### Extract
※ ※ ※
# Yellow-jacket nest--how to remove?



## stavros (Feb 26, 2008)

I found a large yellow-jacket nest a foot in front of my three beehives with about 20 YJ around an opening on the ground and many more hovering around the ground nearby. How can I kill these YJ without harming the bees? Thanks a lot,
Stavros


----------



## Hokie Bee Daddy (Apr 1, 2011)

I would wait until after dark, fill a liter soda bottle with gasoline and pour it down the yellow jacket hole. The gasoline vapors are heavier than air and will drive the oxygen out of the hole and suffocate the yellow jackets. Assuming that your hives are elevated a little, any vapors that come out of the hole will disperse through the air above quickly and not bother the bees.


----------



## stavros (Feb 26, 2008)

Thanks for the suggestion. A few years ago, I dealt with another YJ nest in the yard: I poured twice some insecticide from ACE (RAID was one of them) and they still did not die. I had heard of gasoline before, does it work if we do not set the nest on fire (which I would not want to do, a foot from the beehives)? The beehives are on 18in tall stands, so vapors are not an issue for them. I have also heard of ether, has anyone tried this before? I think it anesthetizes or kills them instantly. What do you think?
Stavros


----------



## johng (Nov 24, 2009)

You do not have to resort to gasoline!! Just mix up some real soapy water and pour down the hole after dark. The soap will suffocate (sp) them very fast. Gasoline will work also but why pour gas into your yard if you don't have to.


----------



## Peaches (Jun 8, 2011)
※ ※ ※
### Provided material
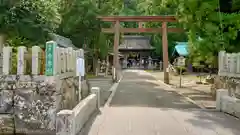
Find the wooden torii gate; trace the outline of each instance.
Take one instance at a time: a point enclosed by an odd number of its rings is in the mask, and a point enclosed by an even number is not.
[[[104,22],[114,23],[113,28],[102,28],[103,33],[114,33],[114,58],[113,66],[115,71],[118,67],[118,46],[120,33],[162,33],[163,48],[163,71],[164,82],[169,84],[168,69],[168,32],[183,32],[180,28],[168,28],[167,22],[177,22],[175,16],[99,16],[98,19]],[[138,28],[120,28],[120,22],[138,22]],[[162,22],[161,28],[143,28],[143,22]],[[115,75],[117,75],[115,73]],[[116,77],[117,78],[117,77]]]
※ ※ ※
### What the task requires
Reproduce the yellow-jacket thread starting with "I found a large" and going on through "(Apr 1, 2011)", renaming "YJ" to "yellow jackets" throughout. The listing has no connection to the yellow-jacket thread.

### Solution for this problem
I found a large yellow-jacket nest a foot in front of my three beehives with about 20 yellow jackets around an opening on the ground and many more hovering around the ground nearby. How can I kill these yellow jackets without harming the bees? Thanks a lot,
Stavros


----------



## Hokie Bee Daddy (Apr 1, 2011)